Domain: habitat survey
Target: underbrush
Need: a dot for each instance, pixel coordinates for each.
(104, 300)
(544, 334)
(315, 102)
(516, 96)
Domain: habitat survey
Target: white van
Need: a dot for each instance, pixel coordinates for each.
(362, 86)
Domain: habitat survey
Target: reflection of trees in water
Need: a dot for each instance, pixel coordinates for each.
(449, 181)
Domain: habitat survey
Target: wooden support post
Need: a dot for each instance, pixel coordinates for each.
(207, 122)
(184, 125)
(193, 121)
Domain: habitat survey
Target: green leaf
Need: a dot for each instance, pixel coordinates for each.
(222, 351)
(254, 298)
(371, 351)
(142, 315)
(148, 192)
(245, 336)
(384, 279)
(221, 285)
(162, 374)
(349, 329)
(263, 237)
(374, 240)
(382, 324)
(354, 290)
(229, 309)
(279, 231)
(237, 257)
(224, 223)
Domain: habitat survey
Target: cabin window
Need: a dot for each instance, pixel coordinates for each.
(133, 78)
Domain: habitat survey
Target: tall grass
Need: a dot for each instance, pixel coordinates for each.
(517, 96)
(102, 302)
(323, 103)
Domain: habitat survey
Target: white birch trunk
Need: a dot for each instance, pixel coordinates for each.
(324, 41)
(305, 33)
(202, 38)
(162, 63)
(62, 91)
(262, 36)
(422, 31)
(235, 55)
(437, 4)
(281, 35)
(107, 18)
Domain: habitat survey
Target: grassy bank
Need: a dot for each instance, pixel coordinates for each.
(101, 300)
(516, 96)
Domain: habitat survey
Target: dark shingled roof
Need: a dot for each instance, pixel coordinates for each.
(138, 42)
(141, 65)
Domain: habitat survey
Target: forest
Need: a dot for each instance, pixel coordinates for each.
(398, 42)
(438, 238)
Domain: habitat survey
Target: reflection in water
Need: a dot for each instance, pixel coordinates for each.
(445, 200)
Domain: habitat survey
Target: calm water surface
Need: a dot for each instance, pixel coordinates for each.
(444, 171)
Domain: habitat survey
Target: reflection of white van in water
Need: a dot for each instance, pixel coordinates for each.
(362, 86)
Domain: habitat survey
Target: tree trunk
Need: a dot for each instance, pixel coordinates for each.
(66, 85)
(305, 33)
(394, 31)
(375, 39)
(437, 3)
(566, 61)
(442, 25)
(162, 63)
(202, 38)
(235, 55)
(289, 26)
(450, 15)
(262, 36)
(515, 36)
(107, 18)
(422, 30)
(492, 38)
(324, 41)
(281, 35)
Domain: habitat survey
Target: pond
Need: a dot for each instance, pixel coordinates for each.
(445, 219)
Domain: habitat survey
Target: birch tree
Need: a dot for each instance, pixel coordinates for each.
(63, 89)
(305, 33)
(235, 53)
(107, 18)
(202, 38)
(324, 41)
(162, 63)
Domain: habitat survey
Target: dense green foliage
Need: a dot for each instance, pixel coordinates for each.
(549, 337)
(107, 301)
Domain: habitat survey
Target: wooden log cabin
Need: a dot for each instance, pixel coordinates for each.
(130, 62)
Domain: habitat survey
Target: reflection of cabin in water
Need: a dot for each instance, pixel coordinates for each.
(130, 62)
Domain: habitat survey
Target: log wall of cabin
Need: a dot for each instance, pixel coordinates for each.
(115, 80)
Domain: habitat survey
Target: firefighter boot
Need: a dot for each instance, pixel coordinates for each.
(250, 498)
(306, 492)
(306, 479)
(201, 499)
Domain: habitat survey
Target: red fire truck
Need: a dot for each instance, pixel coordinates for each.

_TASK BRIEF_.
Copy each line of the listing above that contains the string "trunk". Treat case as significant, so count only matches with the same capitalization.

_THE COMPLETED TASK_.
Target: white birch trunk
Target: tree trunk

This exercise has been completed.